▶ DIRECTIONS FOR THIS TASK
Continue the passage on Meyer's indictment and plea agreement from its last sentence.

In April 1986, Meyer was indicted on five counts arising from the two robberies: (1) conspiring to take controlled substances by force with the intent to distribute, a violation of 21 U.S.C. § 846; (2) robbery, under 18 U.S.C. § 1951; (3) & (4) intentionally possessing with intent to distribute and distributing amphetamine, a schedule III controlled substance, in violation of 21 U.S.C. § 841(a)(1) & (2); and (5) engaging in a continuing criminal enterprise, in violation of 21 U.S.C. § 848. Meyer was alleged to have been the organizer, supervisor, and manager of the enterprise.
Plea negotiations led to an agreement to dismiss three of the counts in exchange for guilty pleas to the charges of robbery and distribution of a controlled substance. Meyer was given the choice of two sentencing options. The first option was as follows:
It is expressly agreed pursuant to Fed. Crim. P. [sic] 11(e)(1)(C) that a) as to Count Two of the Indictment, a sentence to incarceration for no more than twenty years will be imposed on defendant Meyer; and b) any period of incarceration imposed on Count Four shall be served concurrent with the agreed upon sentence to be imposed for Count Two.

▶ SUPPLIED MATERIAL
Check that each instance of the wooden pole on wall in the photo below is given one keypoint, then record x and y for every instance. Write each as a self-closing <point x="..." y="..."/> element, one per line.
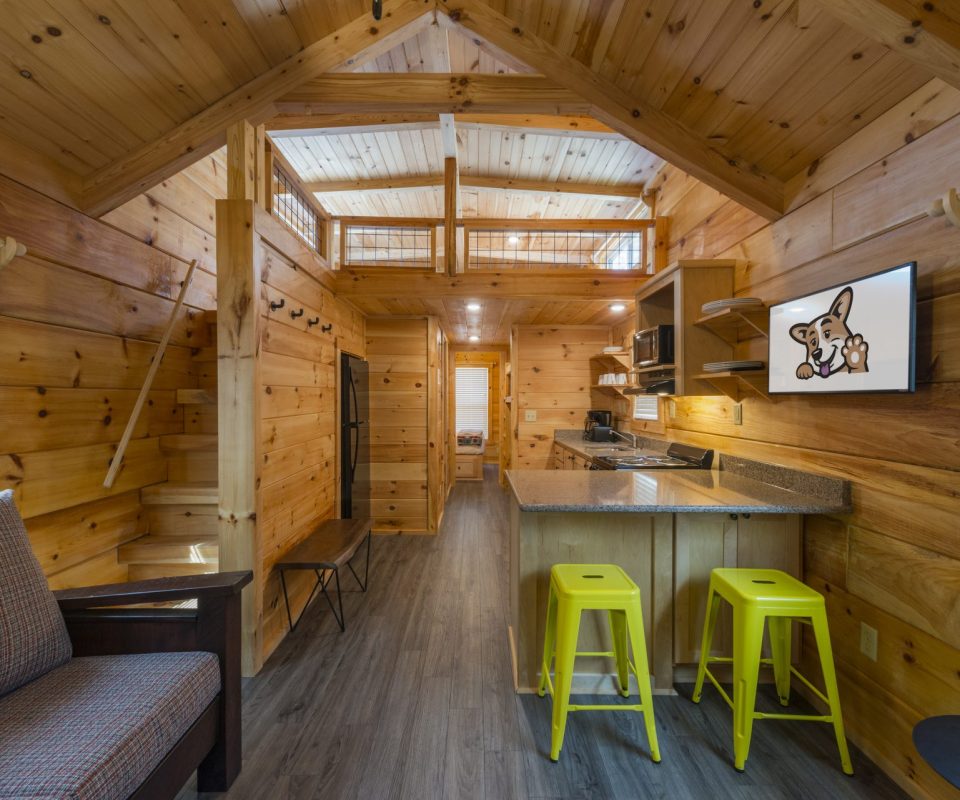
<point x="239" y="267"/>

▶ TASK RESULT
The second option would have imposed a term of fifteen years of imprisonment followed by a special parole term of ten years.
Meyer chose the former option and signed an agreement to that effect on September 15, 1986. On September 19, 1986, he pleaded guilty.
In his presentence memorandum, delivered after his guilty plea, Meyer urged the Court to impose a short prison term on the basis of his "remarkable effort to reintegrate" into society since a previous term of incarceration. Presentence Memorandum at p. 2. In exchange for a short term of imprisonment, Meyer suggested that the Court impose a lengthy special parole term. Id. As counsel for Meyer explained, a "lengthy consecutive special parole term . . . teamed with a moderate term of incarceration . . . would ensure that [Meyer] would be incarcerated for the rest of his life if he reverts to his old ways" after release from prison. Id. Moreover, the presentence report proffers that "this plan would permit [Meyer] to return to work to help support his family while under extended supervision. . . ." Id. at 14 (emphasis added).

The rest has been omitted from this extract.